> Task description
Reproduce the material from its first line through the line containing "[255,366,523,441]", inclusive, substituting "person's" for "woman's" and leaving all else unchanged.

> Extracted entries
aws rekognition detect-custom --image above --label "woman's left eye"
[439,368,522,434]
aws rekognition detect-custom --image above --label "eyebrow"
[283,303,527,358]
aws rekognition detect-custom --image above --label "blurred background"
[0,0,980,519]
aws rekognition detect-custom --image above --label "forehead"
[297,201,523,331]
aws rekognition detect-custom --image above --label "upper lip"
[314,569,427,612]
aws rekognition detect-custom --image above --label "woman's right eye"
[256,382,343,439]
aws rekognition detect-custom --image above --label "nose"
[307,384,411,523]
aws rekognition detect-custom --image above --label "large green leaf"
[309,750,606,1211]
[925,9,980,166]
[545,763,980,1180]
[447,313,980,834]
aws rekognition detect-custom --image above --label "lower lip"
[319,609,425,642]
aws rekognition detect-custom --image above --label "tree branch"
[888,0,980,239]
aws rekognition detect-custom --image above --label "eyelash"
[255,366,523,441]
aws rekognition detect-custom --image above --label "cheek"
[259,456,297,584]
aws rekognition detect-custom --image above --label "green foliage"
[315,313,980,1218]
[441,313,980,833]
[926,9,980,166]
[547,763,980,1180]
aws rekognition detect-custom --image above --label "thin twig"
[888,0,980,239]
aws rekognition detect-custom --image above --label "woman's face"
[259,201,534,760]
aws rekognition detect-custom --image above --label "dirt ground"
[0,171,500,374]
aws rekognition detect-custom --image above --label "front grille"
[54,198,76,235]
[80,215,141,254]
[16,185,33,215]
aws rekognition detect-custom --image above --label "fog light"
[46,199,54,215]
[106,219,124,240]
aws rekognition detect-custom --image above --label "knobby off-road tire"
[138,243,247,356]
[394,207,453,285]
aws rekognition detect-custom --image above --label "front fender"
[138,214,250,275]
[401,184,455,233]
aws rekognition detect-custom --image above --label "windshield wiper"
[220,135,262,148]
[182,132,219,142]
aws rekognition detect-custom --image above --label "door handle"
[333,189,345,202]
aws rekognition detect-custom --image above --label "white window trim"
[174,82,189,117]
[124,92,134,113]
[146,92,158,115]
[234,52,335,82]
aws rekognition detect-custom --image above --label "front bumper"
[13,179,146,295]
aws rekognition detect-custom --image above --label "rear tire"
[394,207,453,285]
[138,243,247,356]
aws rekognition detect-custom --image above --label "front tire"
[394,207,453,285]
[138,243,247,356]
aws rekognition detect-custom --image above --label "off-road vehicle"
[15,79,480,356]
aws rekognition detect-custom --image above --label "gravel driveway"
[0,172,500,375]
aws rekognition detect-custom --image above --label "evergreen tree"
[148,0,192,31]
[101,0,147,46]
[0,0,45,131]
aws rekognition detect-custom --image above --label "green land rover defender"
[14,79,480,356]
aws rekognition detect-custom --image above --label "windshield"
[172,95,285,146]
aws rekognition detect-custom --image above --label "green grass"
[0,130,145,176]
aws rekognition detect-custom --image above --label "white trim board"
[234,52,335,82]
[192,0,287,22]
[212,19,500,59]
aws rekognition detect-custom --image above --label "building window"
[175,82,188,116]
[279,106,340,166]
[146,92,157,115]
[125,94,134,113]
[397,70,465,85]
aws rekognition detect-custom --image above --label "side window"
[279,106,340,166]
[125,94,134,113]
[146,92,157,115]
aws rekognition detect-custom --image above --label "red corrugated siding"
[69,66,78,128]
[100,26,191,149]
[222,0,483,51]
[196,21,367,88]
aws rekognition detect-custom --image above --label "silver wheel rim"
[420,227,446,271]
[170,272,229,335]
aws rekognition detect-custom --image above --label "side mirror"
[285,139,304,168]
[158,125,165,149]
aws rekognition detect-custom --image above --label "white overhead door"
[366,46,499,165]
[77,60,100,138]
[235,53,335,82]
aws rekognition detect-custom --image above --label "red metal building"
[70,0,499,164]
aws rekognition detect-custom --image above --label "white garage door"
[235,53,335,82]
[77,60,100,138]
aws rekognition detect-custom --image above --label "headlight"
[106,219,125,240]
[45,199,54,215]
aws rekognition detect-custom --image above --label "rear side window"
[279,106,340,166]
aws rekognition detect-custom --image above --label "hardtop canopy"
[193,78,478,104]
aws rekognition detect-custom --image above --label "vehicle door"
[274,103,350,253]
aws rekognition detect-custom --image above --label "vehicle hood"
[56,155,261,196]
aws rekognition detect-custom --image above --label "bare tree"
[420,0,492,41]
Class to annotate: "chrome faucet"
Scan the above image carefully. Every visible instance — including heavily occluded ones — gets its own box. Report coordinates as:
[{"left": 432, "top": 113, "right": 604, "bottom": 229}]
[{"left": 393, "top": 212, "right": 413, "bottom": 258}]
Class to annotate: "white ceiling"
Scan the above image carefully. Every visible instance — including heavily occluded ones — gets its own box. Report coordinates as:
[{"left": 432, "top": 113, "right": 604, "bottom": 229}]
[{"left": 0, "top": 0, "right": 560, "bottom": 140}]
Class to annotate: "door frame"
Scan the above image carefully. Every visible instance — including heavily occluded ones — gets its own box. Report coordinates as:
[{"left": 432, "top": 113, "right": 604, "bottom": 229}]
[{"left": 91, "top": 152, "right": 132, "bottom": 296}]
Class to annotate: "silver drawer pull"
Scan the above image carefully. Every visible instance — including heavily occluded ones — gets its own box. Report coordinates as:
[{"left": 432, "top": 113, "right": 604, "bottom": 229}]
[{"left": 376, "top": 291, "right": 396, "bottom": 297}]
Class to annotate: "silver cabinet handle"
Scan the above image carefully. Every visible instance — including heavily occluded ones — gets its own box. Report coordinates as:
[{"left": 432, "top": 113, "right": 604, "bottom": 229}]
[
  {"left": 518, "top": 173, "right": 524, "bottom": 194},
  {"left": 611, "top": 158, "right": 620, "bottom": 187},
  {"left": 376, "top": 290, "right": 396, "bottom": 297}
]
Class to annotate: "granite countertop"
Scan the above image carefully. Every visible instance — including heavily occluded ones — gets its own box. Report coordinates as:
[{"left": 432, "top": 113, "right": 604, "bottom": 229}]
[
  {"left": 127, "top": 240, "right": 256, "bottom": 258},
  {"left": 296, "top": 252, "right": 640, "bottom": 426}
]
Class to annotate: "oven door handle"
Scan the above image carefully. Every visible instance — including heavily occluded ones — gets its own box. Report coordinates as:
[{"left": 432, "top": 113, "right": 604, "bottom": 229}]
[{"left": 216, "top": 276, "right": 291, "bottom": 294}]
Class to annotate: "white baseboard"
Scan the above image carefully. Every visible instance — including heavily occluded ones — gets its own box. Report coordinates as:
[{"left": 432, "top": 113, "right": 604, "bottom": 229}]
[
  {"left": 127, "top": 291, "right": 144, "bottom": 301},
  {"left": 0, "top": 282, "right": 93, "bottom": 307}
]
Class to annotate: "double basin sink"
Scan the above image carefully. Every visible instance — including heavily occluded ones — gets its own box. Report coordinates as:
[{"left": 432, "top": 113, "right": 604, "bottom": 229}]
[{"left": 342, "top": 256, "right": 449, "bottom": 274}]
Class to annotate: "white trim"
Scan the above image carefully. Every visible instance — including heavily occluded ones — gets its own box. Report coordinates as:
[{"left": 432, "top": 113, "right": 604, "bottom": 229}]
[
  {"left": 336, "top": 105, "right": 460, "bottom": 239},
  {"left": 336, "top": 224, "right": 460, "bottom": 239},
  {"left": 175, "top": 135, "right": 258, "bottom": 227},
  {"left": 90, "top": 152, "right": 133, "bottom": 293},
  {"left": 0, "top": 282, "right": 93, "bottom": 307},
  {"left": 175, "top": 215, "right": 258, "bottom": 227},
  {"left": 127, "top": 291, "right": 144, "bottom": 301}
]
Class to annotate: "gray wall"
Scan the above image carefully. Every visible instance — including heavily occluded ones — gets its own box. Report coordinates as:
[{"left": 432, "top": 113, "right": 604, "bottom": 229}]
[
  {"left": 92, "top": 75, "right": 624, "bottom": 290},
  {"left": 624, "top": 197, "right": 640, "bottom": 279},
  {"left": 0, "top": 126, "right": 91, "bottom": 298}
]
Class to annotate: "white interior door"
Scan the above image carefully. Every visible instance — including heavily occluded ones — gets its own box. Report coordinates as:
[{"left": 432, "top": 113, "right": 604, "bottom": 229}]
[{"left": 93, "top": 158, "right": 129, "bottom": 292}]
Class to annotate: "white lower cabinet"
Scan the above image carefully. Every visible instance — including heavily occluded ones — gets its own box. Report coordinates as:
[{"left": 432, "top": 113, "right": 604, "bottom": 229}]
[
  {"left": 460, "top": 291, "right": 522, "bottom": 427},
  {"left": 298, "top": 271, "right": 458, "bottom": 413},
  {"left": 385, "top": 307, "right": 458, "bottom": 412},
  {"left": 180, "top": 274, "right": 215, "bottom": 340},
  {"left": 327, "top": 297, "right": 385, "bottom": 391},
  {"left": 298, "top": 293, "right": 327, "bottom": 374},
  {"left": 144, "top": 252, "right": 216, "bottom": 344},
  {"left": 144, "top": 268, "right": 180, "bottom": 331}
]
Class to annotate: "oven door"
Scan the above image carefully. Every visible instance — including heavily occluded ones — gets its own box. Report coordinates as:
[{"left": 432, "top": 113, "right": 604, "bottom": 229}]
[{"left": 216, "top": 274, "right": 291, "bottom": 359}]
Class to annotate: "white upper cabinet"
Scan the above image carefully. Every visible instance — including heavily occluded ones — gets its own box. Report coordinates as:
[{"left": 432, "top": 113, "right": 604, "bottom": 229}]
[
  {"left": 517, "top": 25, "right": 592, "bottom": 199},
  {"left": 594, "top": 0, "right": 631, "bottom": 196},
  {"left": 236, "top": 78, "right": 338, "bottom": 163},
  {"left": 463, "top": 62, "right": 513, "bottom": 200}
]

> Solution for this task
aws rekognition detect-custom --image above --label "person's left eye"
[439,368,522,434]
aws rekognition detect-custom --image above --label "eyebrow"
[283,303,527,358]
aws rekognition detect-custom --image above --label "blurred background"
[0,0,980,519]
aws rekognition detect-custom --image above --label "forehead"
[297,201,523,331]
aws rekognition detect-custom --image above --label "upper lip"
[314,569,427,612]
aws rekognition detect-custom --image above --label "person's right eye"
[256,382,343,439]
aws rekognition detect-custom --image above --label "nose"
[307,384,411,523]
aws rekognition detect-custom --image above --label "large green leaf"
[309,750,606,1211]
[925,9,980,166]
[545,763,980,1180]
[447,313,980,834]
aws rekognition detect-custom --image above --label "lower lip"
[319,609,425,642]
aws rekognition detect-custom --image above --label "tree branch"
[888,0,980,239]
aws rekognition detect-custom --image above --label "eyelash"
[255,366,523,441]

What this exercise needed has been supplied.